* _Work item_
An exact copy of the data is required, with no pictures in it.

[Image-grounded pointing data]

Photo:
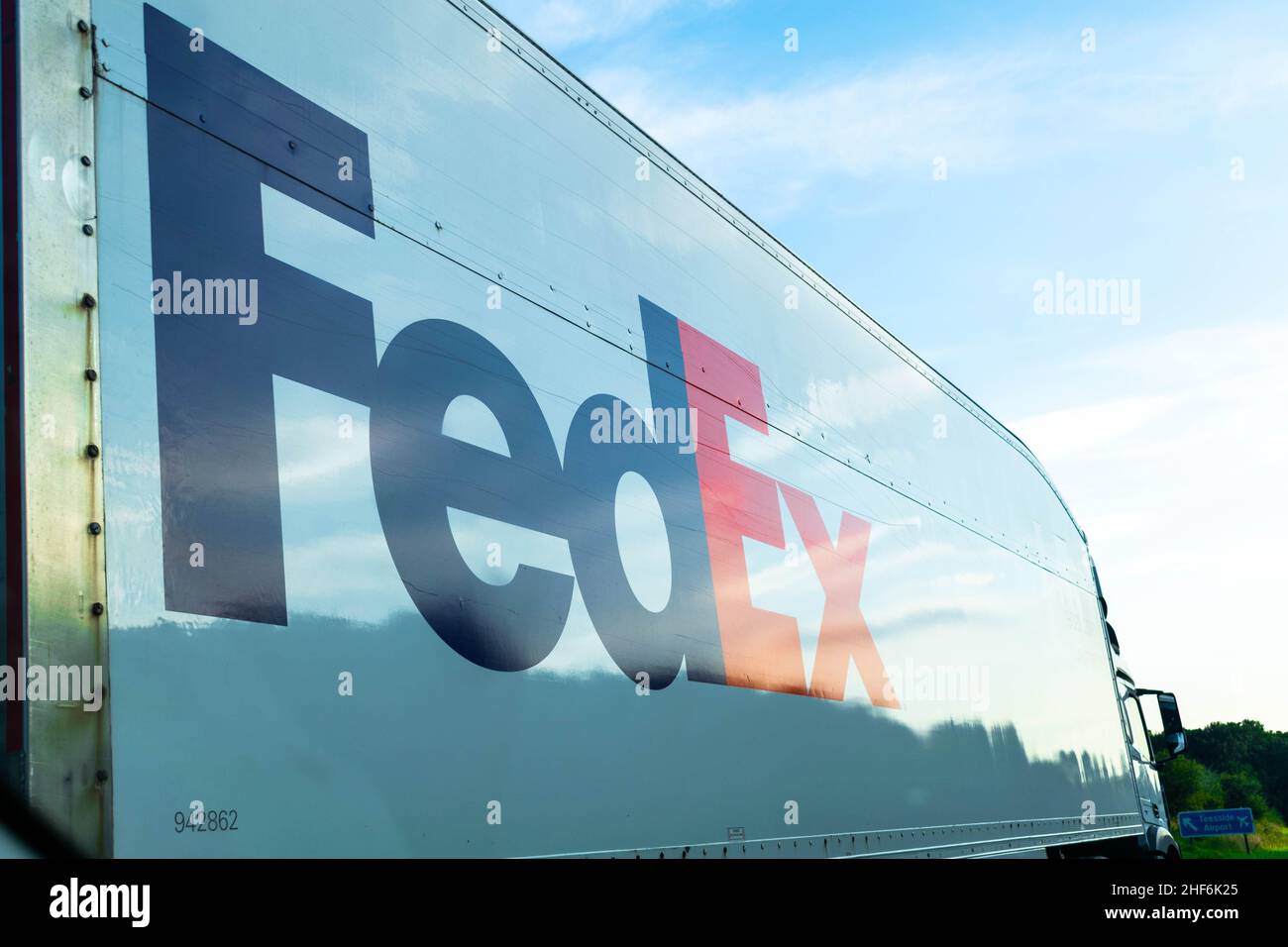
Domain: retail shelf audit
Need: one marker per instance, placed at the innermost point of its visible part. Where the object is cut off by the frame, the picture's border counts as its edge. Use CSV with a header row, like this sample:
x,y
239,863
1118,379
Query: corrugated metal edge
x,y
595,105
68,762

* _Response to this task_
Photo:
Domain: retail shelf audit
Need: one marker per instance, placed at the innermost point of its visible part. Where the object is cut off by the frame, the picture's border counts as its edge. Use CSV with a header row, like this sample:
x,y
239,863
1118,379
Query: corrugated metal edge
x,y
595,105
68,762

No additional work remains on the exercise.